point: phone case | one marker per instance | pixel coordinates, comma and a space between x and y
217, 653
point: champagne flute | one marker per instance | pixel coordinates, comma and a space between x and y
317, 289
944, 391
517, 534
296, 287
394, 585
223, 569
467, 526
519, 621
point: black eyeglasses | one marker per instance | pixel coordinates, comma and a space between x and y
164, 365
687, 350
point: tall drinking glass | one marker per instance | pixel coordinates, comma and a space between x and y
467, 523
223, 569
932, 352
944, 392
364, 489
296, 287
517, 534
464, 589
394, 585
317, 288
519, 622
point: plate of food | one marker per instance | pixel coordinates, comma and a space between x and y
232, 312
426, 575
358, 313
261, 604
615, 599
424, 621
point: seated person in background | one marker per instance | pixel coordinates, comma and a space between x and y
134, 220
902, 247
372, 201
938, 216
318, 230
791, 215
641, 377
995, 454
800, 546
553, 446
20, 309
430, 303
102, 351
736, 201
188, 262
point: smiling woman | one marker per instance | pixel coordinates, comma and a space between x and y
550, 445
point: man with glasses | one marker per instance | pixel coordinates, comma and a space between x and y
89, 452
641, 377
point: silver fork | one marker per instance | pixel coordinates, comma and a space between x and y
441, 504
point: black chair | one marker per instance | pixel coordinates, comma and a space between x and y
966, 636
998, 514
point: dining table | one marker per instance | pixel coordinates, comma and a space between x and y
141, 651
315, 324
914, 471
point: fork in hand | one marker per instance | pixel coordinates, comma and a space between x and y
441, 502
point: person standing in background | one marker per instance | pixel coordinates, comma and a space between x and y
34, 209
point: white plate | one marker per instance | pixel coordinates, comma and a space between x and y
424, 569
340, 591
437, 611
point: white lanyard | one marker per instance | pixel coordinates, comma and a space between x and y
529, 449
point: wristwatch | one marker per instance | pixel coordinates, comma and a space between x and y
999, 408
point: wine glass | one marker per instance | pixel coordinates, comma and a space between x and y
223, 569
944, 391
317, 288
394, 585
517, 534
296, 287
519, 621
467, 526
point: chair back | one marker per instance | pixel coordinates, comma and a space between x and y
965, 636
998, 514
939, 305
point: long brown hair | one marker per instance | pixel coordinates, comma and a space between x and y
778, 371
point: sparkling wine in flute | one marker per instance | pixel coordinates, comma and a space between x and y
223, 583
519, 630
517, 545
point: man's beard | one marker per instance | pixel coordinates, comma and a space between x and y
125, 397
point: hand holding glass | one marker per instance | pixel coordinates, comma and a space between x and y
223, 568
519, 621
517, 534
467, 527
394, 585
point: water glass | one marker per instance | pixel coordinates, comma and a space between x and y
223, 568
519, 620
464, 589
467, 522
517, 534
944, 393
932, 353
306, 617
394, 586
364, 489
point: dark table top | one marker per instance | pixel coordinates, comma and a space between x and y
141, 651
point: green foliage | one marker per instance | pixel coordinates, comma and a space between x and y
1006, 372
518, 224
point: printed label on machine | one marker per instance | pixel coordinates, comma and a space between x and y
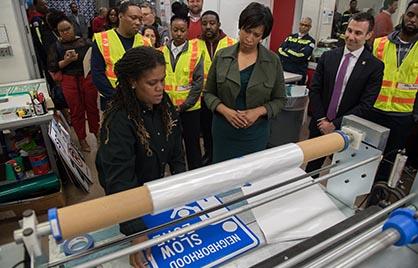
--------
Task to complete:
Retype every one of the records above word for word, but leave out the picture.

Output:
point: phone case | one marker per instance | pixel coordinates, comma and a space between x and y
217, 653
point: champagne flute | one marker per instance | pixel coordinates, comma and a space between x and y
317, 289
944, 391
517, 534
296, 287
394, 585
223, 569
467, 526
519, 621
point: black eyeglasses | one marker per instance | pixel coordinates, comma and a space between x and y
164, 365
687, 350
point: tall drinking glass | one marker per instance | pixel coordinates, comma and a space between x and y
467, 523
223, 569
932, 352
944, 392
364, 489
296, 287
517, 534
464, 589
394, 585
317, 288
519, 622
point: plate of food | one marker per instance | pixel coordinates, comma and a space between x and y
232, 312
426, 575
358, 313
261, 604
615, 599
424, 621
point: seated person in background | one marker per instance | pixel coordinates, comma and a space between x and y
134, 220
902, 247
372, 201
938, 216
318, 230
791, 215
641, 377
995, 454
800, 546
553, 446
20, 309
430, 303
102, 351
736, 201
188, 262
point: smiling woman | one marker per instance | pixel coordinates, comma and a space between x and y
550, 445
point: man with glasses | one marker per instance | pixel coordinates, comma and a space between x and y
89, 452
641, 377
point: silver fork | one marker per instance | pixel coordinates, comma and a space between x and y
441, 504
point: black chair | one marker per instance | pixel coordinates, comma and a space between x and y
966, 636
998, 514
point: dining table | one marker per instance | pixel coordinates, comma and a space between x and y
141, 651
315, 324
914, 471
point: fork in hand | one marker per instance | pixel coordinates, comma and a space between x and y
441, 502
point: person standing in background | one marker per instance | pixel coordinates, comma and a space between x and y
34, 209
point: white plate | one marker per instance | pixel coordinates, comma and a space between x and y
424, 569
340, 591
437, 611
point: white lanyard | one marker per instance | pixel coordinates, comma and a space between x and y
529, 449
point: wristwatch | one marker per instance | pixel coordinates, comma and a space between x and y
999, 408
point: wine glass | one marker per instance | pixel coordinates, comma and a space between x and y
223, 569
944, 391
317, 288
394, 585
517, 534
296, 287
519, 621
467, 526
point: chair back | one marker per instance | pixel coordinates, comma and a space between x and y
965, 636
998, 514
939, 305
point: long brown hair | one marker per instance | pixel coordinates, comma and a space between x and y
778, 371
point: sparkling wine in flute | one marker per instance | pixel coordinates, comma and a space between x and y
223, 583
519, 630
517, 545
point: man's beard | one marker per instance | pixel coordinates, comma and a space between x and y
125, 397
point: hand holding glass | one marker per instance | pixel coordinates, comma and a space between x and y
223, 568
519, 621
517, 534
467, 527
394, 585
point: water glass | one marker per instance | pixel coordinates, comma and a space between x and y
223, 568
519, 620
464, 589
467, 522
517, 534
944, 393
932, 353
306, 617
394, 586
364, 489
point: dark table top | one marker per instance | pixel coordinates, comma and a space between x and y
141, 651
point: green foliage | one marker per instance | pixel coordinates, comma and a space between x and y
1006, 372
518, 224
point: printed label on machine | one marker per instance | pixel coordinates, comma and a space between x and y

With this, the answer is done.